La Cour a rejeté cet argument, et a jugé que « le privilège du secret professionnel de l’avocat s’applique aux informations obtenues par l’avocat d’une partie demanderesse d’immunité ou de clémence lors de l’étape de la présentation d’information dans la demande », qui comprend les interrogatoires avec « les employées et agents de l’entreprise, afin de déterminer les faits ».5 Ce faisant, la Cour a formulé un certain nombre d’observations utiles :
- Le privilège du secret professionnel de l’avocat appartient au client : Bien que le juge Bawden n’ait pas accepté que les avocats des parties demanderesses d’immunité ou de clémence soient de simples agents de l’État6, il a également clarifié la question pertinente pour déterminer si le privilège du secret professionnel de l’avocat protège cette information. Ce privilège appartenant au client, la question est de savoir si ce dernier a communiqué avec l’avocat à titre confidentiel pour obtenir un conseil juridique. En d’autres termes, « le seul fait qui compte est de savoir si les clients avaient compris que lorsqu’ils ont parlé à leurs avocats, les conversations étaient privilégiées »7. La Cour a statué que c’était exactement ce que les clients attendaient et que les communications en question étaient donc privilégiées.8
- Une connaissance privilégiée des faits est une condition préalable à l’obtention d’un conseil juridique : la demande des parties défenderesses avait tenté de faire la distinction entre les « renseignements factuels » contenus dans les communications entre les avocats et les clients et les conseils juridiques qu’elles contenaient. Ces parties ont fait valoir qu’elles ne recherchaient que les conseils juridiques. La Cour s’est interrogée sur le bien-fondé de cette distinction. En acceptant que ces communications soient privilégiées, le juge Bawden a souligné le fait que l’avocat ou l’avocate devrait être « bien équipé par une connaissance privilégiée des faits » afin de pouvoir fournir un conseil juridique avisé.9
- Le Bureau n’a pas droit à un « dossier d’enquête » : Dans l’affaire Tri-Can, le Bureau a demandé à plusieurs reprises le « dossier d’enquête » de certaines parties demanderesses d’immunité à la suite de l’affaire Nestlé. Le juge Badwen s’est servi de l’opportunité de clarifier que le Bureau n’a pas droit à de telles informations (sauf renonciation à ce privilège, comme était le cas dans l’affaire Nestlé); en effet, les lignes directrices pertinentes du Bureau indiquent clairement que les procédures d’immunité et de clémence n’exigent pas la présentation des documents privilégiés par les parties demanderesses.10
Nikiforos latrou est associé au sein du groupe Droit de la concurrence/antitrust et de l’investissement étranger McCarthy Tétrault S.E.N.C.R.L./s.r.l., où il travaille sur toutes sortes de litiges et d’enquêtes en matière de droit de la concurrence. William Rooney est sociétaire au sein du groupe Droit de la concurrence/antitrust et de l’investissement étranger McCarthy Tétrault S.E.N.C.R.L./s.r.l. Son champ d’expertise est étendu, et comprend les affaires de fusions et d’acquisitions, les pratiques de marketing et de distribution, les enquêtes, la conformité et les questions litigieuses en matière de droit de la concurrence.

◆ **Données fournies**:
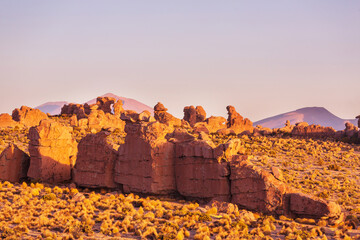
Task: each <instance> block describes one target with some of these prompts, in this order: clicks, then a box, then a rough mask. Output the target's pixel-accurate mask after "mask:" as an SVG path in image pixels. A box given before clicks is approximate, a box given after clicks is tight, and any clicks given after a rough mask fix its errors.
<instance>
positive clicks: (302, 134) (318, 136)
mask: <svg viewBox="0 0 360 240" xmlns="http://www.w3.org/2000/svg"><path fill="white" fill-rule="evenodd" d="M335 132H336V131H335V129H333V128H332V127H323V126H320V125H315V124H312V125H309V124H308V123H306V122H300V123H297V124H296V125H295V127H294V128H293V130H292V131H291V134H292V135H293V136H303V137H314V138H326V137H334V136H335Z"/></svg>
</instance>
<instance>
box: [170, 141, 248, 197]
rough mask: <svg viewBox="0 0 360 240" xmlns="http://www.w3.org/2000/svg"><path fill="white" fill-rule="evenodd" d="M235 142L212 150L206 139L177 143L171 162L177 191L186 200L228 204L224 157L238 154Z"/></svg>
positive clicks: (221, 144)
mask: <svg viewBox="0 0 360 240" xmlns="http://www.w3.org/2000/svg"><path fill="white" fill-rule="evenodd" d="M203 138H204V137H203ZM189 139H190V138H189ZM238 143H239V142H238V141H236V140H235V141H229V142H228V143H226V144H221V145H219V146H218V147H215V146H214V145H213V143H212V142H210V141H206V140H196V139H194V140H192V141H190V142H189V141H184V142H181V141H179V142H178V143H177V144H176V160H175V174H176V186H177V190H178V192H179V193H180V194H181V195H182V196H185V197H188V198H202V199H207V200H211V199H213V200H221V201H230V178H229V176H230V168H229V165H228V162H226V158H227V157H229V156H231V155H232V154H237V153H239V151H240V148H241V147H240V145H239V144H238Z"/></svg>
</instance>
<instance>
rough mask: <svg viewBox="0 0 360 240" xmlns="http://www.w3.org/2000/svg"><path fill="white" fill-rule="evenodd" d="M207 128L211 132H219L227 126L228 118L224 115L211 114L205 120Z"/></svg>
mask: <svg viewBox="0 0 360 240" xmlns="http://www.w3.org/2000/svg"><path fill="white" fill-rule="evenodd" d="M205 122H206V123H207V128H208V129H209V132H210V133H214V132H217V131H218V130H220V129H224V128H226V119H225V118H224V117H214V116H211V117H209V118H207V119H206V120H205Z"/></svg>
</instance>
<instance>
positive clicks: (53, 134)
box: [28, 120, 77, 183]
mask: <svg viewBox="0 0 360 240" xmlns="http://www.w3.org/2000/svg"><path fill="white" fill-rule="evenodd" d="M71 131H72V128H71V127H66V126H63V125H61V124H60V123H57V122H54V121H52V120H42V121H41V122H40V125H39V126H37V127H32V128H30V131H29V140H30V142H29V152H30V167H29V171H28V176H29V177H30V178H32V179H35V180H41V181H43V182H49V183H59V182H63V181H66V180H70V179H71V169H72V167H73V166H74V164H75V161H76V153H77V143H76V141H75V140H74V139H73V138H72V135H71Z"/></svg>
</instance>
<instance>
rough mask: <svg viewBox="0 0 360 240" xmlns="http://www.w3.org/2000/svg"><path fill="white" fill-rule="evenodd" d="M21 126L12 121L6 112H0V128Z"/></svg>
mask: <svg viewBox="0 0 360 240" xmlns="http://www.w3.org/2000/svg"><path fill="white" fill-rule="evenodd" d="M16 126H18V127H21V126H22V124H20V123H18V122H16V121H14V120H13V119H12V117H11V116H10V115H9V114H7V113H3V114H0V128H8V127H12V128H13V127H16Z"/></svg>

◆ **Travail à faire**:
Répondez à ces questions d'après l'extrait.
(a) À qui appartient le privilège du secret professionnel de l'avocat ?
(b) Que disaient rechercher uniquement les parties défenderesses ?
(c) Dans quelle affaire y a-t-il eu renonciation au privilège ?
Les enregistrements forment un matériel distinct de l'extrait.

◆ **Réponse attendue**:
(a) Au client.
(b) Les conseils juridiques.
(c) Dans l'affaire Nestlé.